> **Task to complete**
Give all the records again, with no alterations.

> **Records from a collection**
* * * *

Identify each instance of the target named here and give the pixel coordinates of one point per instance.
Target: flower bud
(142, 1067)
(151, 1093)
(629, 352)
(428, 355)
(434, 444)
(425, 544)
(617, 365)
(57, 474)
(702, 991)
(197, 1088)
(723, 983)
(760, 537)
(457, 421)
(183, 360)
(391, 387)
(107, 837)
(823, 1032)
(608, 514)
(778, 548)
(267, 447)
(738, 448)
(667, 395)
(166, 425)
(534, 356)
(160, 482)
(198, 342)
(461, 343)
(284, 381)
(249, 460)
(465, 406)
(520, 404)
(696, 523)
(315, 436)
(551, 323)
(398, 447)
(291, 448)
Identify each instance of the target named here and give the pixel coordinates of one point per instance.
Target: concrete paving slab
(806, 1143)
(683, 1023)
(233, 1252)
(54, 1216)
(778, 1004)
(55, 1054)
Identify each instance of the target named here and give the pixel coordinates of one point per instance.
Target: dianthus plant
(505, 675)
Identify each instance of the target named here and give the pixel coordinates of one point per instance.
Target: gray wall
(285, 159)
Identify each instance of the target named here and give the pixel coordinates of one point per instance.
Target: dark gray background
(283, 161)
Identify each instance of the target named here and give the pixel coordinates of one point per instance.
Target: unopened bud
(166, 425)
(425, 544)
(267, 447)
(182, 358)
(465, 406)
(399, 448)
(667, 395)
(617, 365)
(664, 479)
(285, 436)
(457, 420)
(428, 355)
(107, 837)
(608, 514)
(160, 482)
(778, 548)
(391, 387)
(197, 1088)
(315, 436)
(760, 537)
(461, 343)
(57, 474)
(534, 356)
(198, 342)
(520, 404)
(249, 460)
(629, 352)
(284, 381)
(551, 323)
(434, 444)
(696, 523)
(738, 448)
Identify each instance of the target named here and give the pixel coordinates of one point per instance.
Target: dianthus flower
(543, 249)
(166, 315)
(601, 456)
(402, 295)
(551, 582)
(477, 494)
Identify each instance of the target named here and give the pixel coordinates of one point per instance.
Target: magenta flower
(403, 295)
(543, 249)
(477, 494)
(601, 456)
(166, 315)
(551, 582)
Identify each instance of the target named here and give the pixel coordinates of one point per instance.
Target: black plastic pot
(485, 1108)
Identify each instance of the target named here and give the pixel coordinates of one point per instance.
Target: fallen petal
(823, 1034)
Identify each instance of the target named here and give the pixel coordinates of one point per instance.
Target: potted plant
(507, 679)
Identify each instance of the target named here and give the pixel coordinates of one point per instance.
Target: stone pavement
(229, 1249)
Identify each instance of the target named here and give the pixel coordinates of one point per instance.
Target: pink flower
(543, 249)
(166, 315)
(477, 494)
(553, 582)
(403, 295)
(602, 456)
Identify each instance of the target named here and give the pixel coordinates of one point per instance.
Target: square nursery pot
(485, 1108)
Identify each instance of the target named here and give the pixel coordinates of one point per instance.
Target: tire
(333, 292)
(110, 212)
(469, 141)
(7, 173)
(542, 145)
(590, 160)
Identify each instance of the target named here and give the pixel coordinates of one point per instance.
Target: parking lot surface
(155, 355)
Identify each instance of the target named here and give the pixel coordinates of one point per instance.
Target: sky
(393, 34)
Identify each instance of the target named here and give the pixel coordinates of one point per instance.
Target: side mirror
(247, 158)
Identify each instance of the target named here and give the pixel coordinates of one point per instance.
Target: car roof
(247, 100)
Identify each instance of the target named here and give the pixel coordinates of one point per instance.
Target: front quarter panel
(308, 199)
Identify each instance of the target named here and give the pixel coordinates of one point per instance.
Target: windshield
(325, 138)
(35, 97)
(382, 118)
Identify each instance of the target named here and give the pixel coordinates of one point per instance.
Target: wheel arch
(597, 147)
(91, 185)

* * * *

> **Result**
Identify each instance of the target named here and give the pixel coordinates of one point per instance.
Target: flower bud
(142, 1067)
(151, 1093)
(629, 352)
(428, 355)
(434, 444)
(425, 544)
(617, 365)
(57, 474)
(702, 991)
(197, 1088)
(723, 983)
(760, 537)
(457, 421)
(183, 360)
(391, 387)
(107, 837)
(823, 1032)
(608, 514)
(778, 548)
(267, 447)
(738, 448)
(667, 395)
(166, 425)
(534, 356)
(160, 482)
(198, 342)
(461, 343)
(284, 381)
(249, 460)
(465, 406)
(520, 404)
(696, 523)
(315, 436)
(551, 323)
(398, 447)
(291, 448)
Identify each instance of the target named here and give the pixel coordinates of one point per instance.
Target: concrete paving slab
(806, 1143)
(683, 1023)
(233, 1252)
(54, 1216)
(778, 1004)
(55, 1054)
Identify each instance of the target named here and give the pixel coordinates of one point per instance.
Target: dianthus plant
(505, 675)
Identify each instance of the target named here and give the pixel coordinates of one point per instance.
Target: gray wall
(285, 159)
Identify each instance of the target named here and give the pixel coordinates of one point per instance.
Target: dark gray background
(283, 161)
Identify each instance of the target named here and give the pixel coordinates of one point per instance.
Target: unopened bud
(166, 425)
(425, 544)
(267, 447)
(182, 358)
(465, 406)
(399, 448)
(667, 395)
(617, 365)
(664, 479)
(285, 436)
(457, 420)
(428, 355)
(107, 837)
(608, 514)
(160, 482)
(778, 548)
(391, 387)
(197, 1088)
(315, 436)
(760, 537)
(461, 343)
(57, 474)
(534, 356)
(198, 342)
(520, 404)
(249, 460)
(629, 352)
(284, 381)
(551, 323)
(434, 444)
(696, 523)
(738, 448)
Identify each instance of the target named here and give the pixel coordinates of one point per instance.
Target: dianthus flower
(543, 249)
(166, 315)
(601, 456)
(402, 295)
(551, 582)
(477, 494)
Identify each instance of the target named here and give the pixel coordinates of one point per instance.
Target: magenta flower
(403, 295)
(543, 249)
(477, 494)
(601, 456)
(166, 315)
(551, 582)
Identify each instance of the target named here and give the pixel coordinates of one point per instance.
Target: black plastic pot
(485, 1108)
Identify each instance of the target named here and give the pixel coordinates of one point per instance.
Target: fallen petal
(823, 1034)
Identify each instance of the target named here and give the pixel coordinates of one point per instance.
Target: potted plant
(507, 679)
Identify each instance of the target named here and give the pixel coordinates of one point per instance.
Target: stone pavement
(229, 1249)
Identify each instance of the target named here and give the pixel coordinates of one point per instance.
Target: pink flower
(543, 249)
(166, 315)
(477, 494)
(553, 582)
(403, 295)
(602, 456)
Identify each instance of the target named here and give the pixel coordinates of one point per instance.
Target: square nursery pot
(485, 1108)
Identify each instance of the target named here and give the pixel coordinates of one point per instance.
Target: tire
(333, 292)
(110, 212)
(469, 141)
(7, 173)
(542, 145)
(590, 160)
Identify each instance of the target named here and give the pixel coordinates of one point per instance.
Target: parking lot surface
(155, 355)
Identify each instance of the target named here and give the pixel coordinates of one point per instance.
Target: sky
(393, 34)
Identify each instance of the target named here and give the pixel coordinates of one point per instance.
Target: side mirror
(247, 158)
Identify each instance of the target named here and give the pixel coordinates of one point per instance.
Target: car roof
(247, 100)
Identify each instance of the target named here and give the pixel coordinates of one point per instance.
Target: front quarter panel
(308, 199)
Identify each instance of the target named here and give the pixel coordinates of one point per instance.
Target: windshield
(325, 138)
(35, 97)
(382, 118)
Identify each instance of the target named here and give the pixel coordinates of one point per instance.
Target: wheel arch
(597, 147)
(91, 185)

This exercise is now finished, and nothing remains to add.